• Extrait

--------------------

Prenons une couleur telle que l’orangé[1]. Comme nous connaissons en outre le rouge et le jaune, nous pouvons considérer l’orangé comme jaune en un sens, rouge dans l’autre, et dire que c’est un composé de jaune et de rouge. Mais supposez que, l’orangé existant tel qu’il est, ni le jaune ni le rouge n’eussent encore paru dans le monde : l’orangé serait-il déjà composé de ces deux couleurs ? Évidemment non. La sensation de rouge et la sensation de jaune, impliquant tout un mécanisme nerveux et cérébral en même temps que certaines dispositions spéciales de la conscience, sont des créations de la vie, qui se sont produites, mais qui auraient pu ne pas se produire ; et s’il n’y avait jamais eu, ni sur notre planète ni sur aucune autre, des êtres éprouvant ces deux sensations, la sensation d’orangé eût été une sensation simple ; jamais n’y auraient figuré, comme composantes ou comme aspects, les sensations de jaune et de rouge. Je reconnais que notre logique habituelle proteste. Elle dit : « Du moment que les sensations de jaune et de rouge entrent aujourd’hui dans la composition de celle de l’orangé, elles y entraient toujours,

  1. La présente étude a été écrite avant notre livre Les deux sources de la morale et de la religion, où nous avons développé la même comparaison.

--------------------

• Consigne
Dressez la liste des couleurs nommées dans l'extrait.

• Données fournies

--------------------

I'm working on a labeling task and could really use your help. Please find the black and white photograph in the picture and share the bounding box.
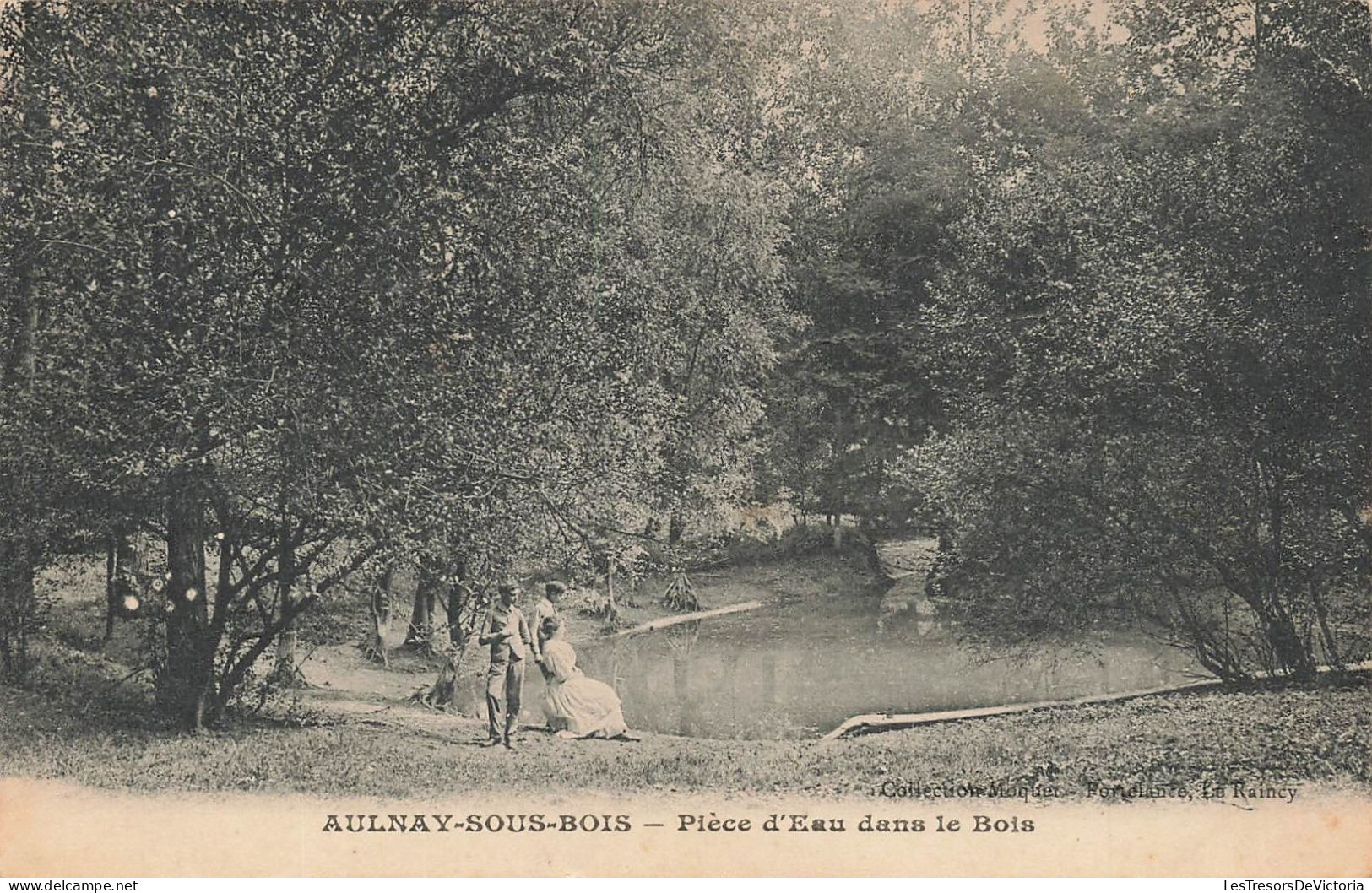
[0,0,1372,890]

--------------------

• Réponse
- orangé
- rouge
- jaune